Objectives
1. In the post on pretty privilege, where did the writer first learn about the idea?
2. Extend the post on pretty privilege, picking up after its last paragraph.

Selected excerpt
-- START --

Updated: Dec 19, 2019
This topic may seem trivial or superficial to some, but as a black womxn living in a white supremacist system, and seeing our youth be so consumed with outer beauty and aesthetics, I feel this conversation needs to be had. I am not here to promote unhealthy and damaging societal "norms" and specifically beauty standards, nor do I want my art to portray that. What I am here for is breaking down the harmful conditioning, by the dominant society, that we as humans have gone through that has led us to believe what is and isn't considered beautiful or attractive in the westernized world.
I have only recently become aware of the monolith that is "pretty privilege". Like a true millennial, I found this out from an instagram post. It's never been something I was actively aware of, but the more I read about it, the more I realised how blatant it is in the media. We all know that there is an over-saturation of impossible beauty standards but there are so many privileges that individuals possess and pretty privilege is completely relevant to how we move in the world. We interact with folks differently based on their gender, class etc. and of course how attractive we think they are.
Attractiveness is completely subjective and not everyone finds the same things attractive but in westernized societies attractiveness is mostly associated with how white/light, symmetrical, abled-bodied and cisgender you appear.
The more "attractive" someone finds you, the better they will treat you, the more they will trust you and accomodate you.

-- END --

Given data
-- START --

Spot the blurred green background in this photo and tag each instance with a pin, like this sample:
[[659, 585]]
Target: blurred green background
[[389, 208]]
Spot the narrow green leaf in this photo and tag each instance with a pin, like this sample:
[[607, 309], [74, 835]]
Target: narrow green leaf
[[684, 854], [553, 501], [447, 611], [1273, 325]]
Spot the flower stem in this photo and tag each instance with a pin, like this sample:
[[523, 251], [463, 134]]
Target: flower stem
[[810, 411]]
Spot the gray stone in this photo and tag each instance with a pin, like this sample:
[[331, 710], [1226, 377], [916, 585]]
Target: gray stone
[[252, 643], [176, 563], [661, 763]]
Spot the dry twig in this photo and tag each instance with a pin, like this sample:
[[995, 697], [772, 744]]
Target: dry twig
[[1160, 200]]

-- END --
-- START --

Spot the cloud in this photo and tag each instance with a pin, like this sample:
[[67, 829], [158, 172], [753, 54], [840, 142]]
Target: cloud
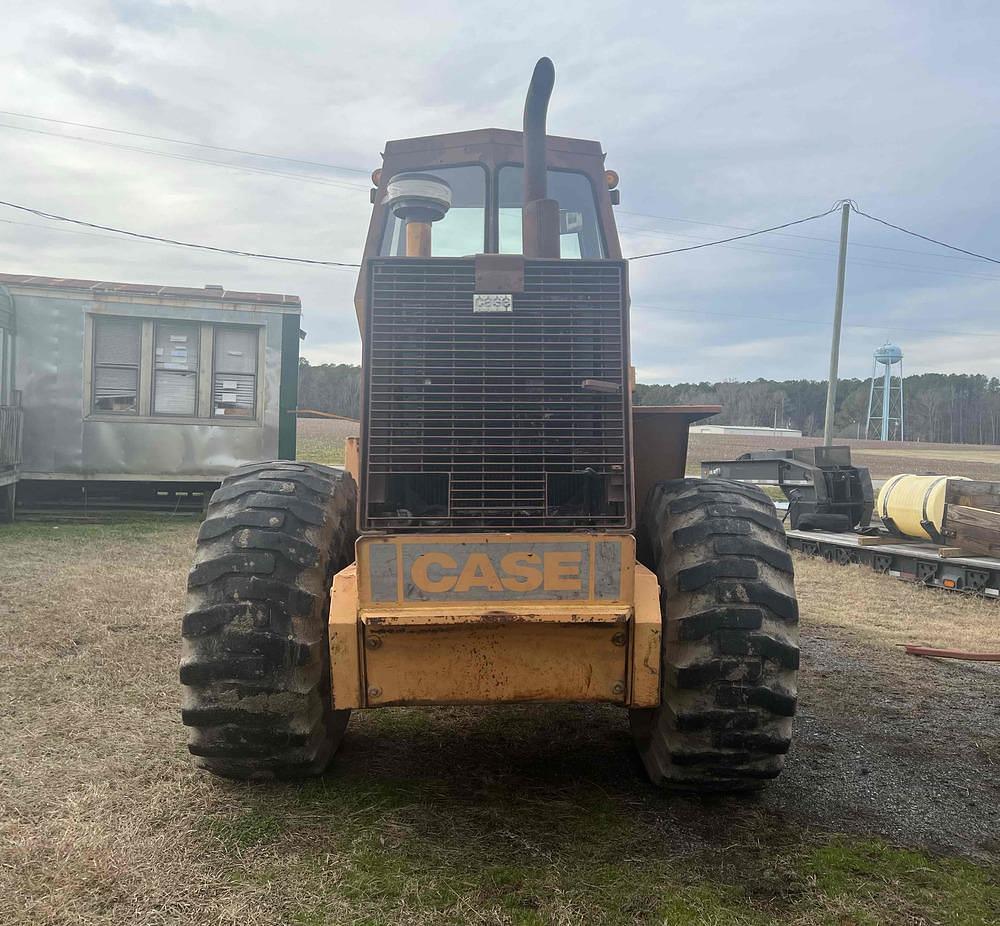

-- END --

Outputs for the tasks
1. From an Instagram post.

2.
Too many times I've had people come to me saying that I should model, as if I'd want to contribute to these beauty standards. As if my so-called attractiveness is all I have to offer the world. No.
People who know me, know that I am very awkward when I am complimented on my so-called beauty. There are a lot of reasons why that is.
One of those reasons is, I grew up ugly. I was a weirdo all throughout school (I also still am a weirdo), I was quiet, I had frizzy hair, dark skin and I wasn't considered beautiful. Unlike my peers and my friends, I was only ever complimented for my artistic or athletic abilities. Not what I looked like. So now when people compliment my looks, I have no idea what to say. "Thank you for finding me attractive?" Mmmyeahno thanks...because that's just. their. opinion.
Another reason is because, on my journey of self-love, I have unconditioned and reconditioned myself in my own standards of beauty. I know I am beautiful because I said I am. I know it in myself and not because of outside opinions. I could care less what people think of me, whether they compliment me or not and that is the ideology I project onto others.
I was raised by a single mother dealing with her own intergenerational trauma and conditioning of westernized beauty standards. I was raised by a religious family that confused egotism for self-love. If that isn't enough for young black girl, we are also surrounded by colourism and an inequality of representation of dark-skinned black girls and womxn seen as beautiful in our community. All 4 of my other sisters are light-skinned and as a child I never realised how much more they were validated and accepted by society than I was. I never saw the difference between us. I never saw the correlation between me being dark-skinned, like my two brothers, and the masculation of dark-skinned womxn and girls. This is a sickness in the black community that needs to be remedied. I see too many of my First Nation sisters being praised for having children with yt men so that their child will have light eyes and light skin. If I ever have children, they're going to be black black and blackety black yo.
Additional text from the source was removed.